To do:
1. Print the part of the Work Number passage that runs from "Lots of employers" through "title and tenure.", copied word for word.
2. Continue the passage about Equifax's Work Number service, picking up after its final sentence.

Document passage:
=-=-=-=-=
Lots of employers use it. Equifax claims that more than 5,500 have signed up, including over 75 percent of Fortune 500 companies and many federal agencies. The service works by setting up a sort of central line to your employer’s payroll operation, uploading your paycheck information each period. It also records your job title and tenure.

As you might guess, this information has a lot of value to outsiders. As long as those entities comply with the Fair Credit Reporting Act, they can generally access it if you’ve given them permission. (You might have done this years ago, without even realizing it, when you signed up for a credit card or other financial service.)

If lenders want an early warning that you’ve been fired or demoted, Equifax’s Work Number service can hand one over.

“This critical and timely information will maximize your efficiency on credit risk and collections decisions,” the company promises lenders. Armed with information about what you’re making or if you’re no longer working, they can turn up the heat on efforts to get you to pay or reduce credit lines accordingly.

Equifax can also use the payroll data to help colleges track the financial progress of its alumni with its “Graduate Outcome Metrics” offering, allowing schools to avoid expensive surveys and what Equifax refers to in its marketing materials as “self-reporting falsehoods.”

And if your mind wandered to where mine did in imagining other Work Number uses, yes — employers can and do ask for job applicants’ permission to check their current and previous salary where it is legal to do that. So fibbing about your past compensation in hopes of securing a raise may not work out so well.

Speaking of falsehoods, I found something that looked like one on my own Work Number report. (You can get yours free on Equifax’s website the same way you would a normal credit report.) It said that in June 2017, Discover Financial Services was able to dive into my Work Number data.

But unless I’m forgetting some long-ago dalliance, I’ve never had a relationship with that company. So why — and how — has it been able to pry? I figured this was a mistake; credit reports tend to have lots of errors, after all. Equifax suggested disputing the item online through its normal process. Discover was unable to offer up an explanation by my deadline.
=-=-=-=-=
[Referring expression pointing data]
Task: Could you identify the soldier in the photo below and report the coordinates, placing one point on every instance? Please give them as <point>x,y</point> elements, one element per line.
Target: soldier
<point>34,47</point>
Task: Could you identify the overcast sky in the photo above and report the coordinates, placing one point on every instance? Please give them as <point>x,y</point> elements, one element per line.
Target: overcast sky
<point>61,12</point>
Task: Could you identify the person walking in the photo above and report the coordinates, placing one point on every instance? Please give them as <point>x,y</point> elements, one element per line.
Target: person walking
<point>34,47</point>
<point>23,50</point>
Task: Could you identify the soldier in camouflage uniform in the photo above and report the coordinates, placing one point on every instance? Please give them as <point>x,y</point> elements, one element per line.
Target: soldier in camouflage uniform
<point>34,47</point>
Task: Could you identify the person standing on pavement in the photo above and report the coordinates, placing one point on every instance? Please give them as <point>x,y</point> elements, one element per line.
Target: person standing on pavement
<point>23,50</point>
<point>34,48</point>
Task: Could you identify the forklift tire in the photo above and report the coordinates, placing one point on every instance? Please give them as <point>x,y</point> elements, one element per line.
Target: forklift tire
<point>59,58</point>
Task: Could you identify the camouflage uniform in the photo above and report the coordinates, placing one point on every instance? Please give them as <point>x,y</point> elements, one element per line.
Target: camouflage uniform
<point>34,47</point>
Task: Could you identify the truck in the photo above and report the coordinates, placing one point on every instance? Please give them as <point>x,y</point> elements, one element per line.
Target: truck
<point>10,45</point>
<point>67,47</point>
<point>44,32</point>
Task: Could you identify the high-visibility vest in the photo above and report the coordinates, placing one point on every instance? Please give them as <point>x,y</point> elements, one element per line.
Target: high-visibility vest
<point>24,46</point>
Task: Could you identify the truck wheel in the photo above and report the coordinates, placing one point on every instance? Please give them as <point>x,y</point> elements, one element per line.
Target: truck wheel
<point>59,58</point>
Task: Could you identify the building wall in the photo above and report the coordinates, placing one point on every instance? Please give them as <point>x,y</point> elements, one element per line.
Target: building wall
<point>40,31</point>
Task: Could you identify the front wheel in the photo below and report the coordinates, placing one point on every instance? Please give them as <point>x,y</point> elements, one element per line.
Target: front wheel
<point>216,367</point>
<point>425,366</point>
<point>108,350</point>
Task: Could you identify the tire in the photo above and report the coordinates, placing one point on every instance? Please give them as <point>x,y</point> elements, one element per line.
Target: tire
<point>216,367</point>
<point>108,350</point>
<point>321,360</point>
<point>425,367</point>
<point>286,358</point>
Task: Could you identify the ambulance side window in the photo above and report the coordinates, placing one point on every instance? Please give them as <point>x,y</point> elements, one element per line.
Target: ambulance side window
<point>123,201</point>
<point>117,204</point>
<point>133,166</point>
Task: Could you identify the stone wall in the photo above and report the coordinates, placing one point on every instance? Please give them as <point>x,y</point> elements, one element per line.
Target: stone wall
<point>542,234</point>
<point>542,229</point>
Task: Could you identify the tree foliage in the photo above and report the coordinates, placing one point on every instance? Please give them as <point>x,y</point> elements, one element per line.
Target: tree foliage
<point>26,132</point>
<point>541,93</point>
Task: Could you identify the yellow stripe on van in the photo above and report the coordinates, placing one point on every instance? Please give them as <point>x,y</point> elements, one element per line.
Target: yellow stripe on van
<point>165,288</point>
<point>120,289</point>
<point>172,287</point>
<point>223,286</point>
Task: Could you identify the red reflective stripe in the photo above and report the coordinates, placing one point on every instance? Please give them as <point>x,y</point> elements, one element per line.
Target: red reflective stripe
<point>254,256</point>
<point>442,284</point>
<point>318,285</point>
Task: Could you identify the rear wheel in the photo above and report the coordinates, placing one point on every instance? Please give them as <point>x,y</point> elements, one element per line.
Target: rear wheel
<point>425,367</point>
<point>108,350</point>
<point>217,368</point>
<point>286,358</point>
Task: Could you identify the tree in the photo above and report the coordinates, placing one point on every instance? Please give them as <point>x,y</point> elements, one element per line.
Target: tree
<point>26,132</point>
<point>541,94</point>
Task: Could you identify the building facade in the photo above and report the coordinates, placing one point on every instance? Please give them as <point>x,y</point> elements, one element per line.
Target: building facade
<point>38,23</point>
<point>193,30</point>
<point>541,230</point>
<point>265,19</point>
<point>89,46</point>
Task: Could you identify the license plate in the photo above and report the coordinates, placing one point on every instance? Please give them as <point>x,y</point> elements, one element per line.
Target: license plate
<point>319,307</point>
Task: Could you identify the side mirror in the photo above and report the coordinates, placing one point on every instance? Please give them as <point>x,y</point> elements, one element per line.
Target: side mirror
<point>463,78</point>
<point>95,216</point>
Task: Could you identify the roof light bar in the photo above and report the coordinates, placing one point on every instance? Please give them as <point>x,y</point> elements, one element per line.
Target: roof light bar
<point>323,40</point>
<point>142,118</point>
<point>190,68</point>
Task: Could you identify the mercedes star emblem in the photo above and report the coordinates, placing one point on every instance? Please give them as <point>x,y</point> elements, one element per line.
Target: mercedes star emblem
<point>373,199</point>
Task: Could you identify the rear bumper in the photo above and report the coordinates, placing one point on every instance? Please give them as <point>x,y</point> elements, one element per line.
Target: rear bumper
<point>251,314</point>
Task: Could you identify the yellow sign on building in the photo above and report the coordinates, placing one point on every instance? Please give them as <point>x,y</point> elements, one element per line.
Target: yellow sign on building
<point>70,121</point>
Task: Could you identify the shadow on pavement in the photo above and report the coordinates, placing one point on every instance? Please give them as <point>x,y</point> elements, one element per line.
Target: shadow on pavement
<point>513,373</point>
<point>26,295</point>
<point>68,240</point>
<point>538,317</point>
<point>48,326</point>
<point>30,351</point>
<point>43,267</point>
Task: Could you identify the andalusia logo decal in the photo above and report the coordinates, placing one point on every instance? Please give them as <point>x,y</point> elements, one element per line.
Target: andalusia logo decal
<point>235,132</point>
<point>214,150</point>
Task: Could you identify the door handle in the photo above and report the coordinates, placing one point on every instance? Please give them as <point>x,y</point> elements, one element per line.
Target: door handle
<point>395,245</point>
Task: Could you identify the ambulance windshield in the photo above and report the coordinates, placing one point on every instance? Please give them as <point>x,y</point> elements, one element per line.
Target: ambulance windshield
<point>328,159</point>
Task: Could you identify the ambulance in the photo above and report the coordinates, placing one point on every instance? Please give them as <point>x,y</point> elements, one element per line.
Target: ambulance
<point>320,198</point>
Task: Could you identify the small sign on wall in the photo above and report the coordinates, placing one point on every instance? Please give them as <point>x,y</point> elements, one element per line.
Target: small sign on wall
=-=-=-=-=
Written responses:
1.
Lots of employers use it. Equifax claims that more than 5,500 have signed up, including over 75 percent of Fortune 500 companies and many federal agencies. The service works by setting up a sort of central line to your employer’s payroll operation, uploading your paycheck information each period. It also records your job title and tenure.

2.
In the wake of the payroll unit breach that Krebs reported on, which resulted from thieves using personal information from affected employees to reset their passwords, the University of Louisville stopped doing business with the Equifax service. Another company, the building-material manufacturer Saint-Gobain Corp., made a different call in the moment and kept Equifax while also starting an examination of competing services.

Erickson Living, a retirement community operator, also continued doing business with Equifax, while adding additional security measures and shutting down online access to W-2s. The aerospace and defense company Northrop Grumman declined to say what it did, and Mark Root, a spokesman, declined to say why.

(Equifax said that the number of Work Number employee records it handles had increased over the past four months.)

At The Times, we gave Equifax 90 days’ notice of termination of our Work Number contract on Thursday. According to a Times spokeswoman, Eileen Murphy, an evaluation of alternatives is underway.

For those who may consider airing concerns with their own employer, I sought out the advice of my friend Bob Sullivan, who shined some of the brightest, earliest light on Equifax’s Work Number service through reporting of his own.

He suggested making two points in particular. The primary one is the basic security argument about Equifax.

“They can’t be trusted with data, and they’ve proven that over and over again,” said Sullivan, who is also the author of “Gotcha Capitalism.”

There is also the matter of internal communications, given that most employees (including me, until recently) have no idea who their employers are working with.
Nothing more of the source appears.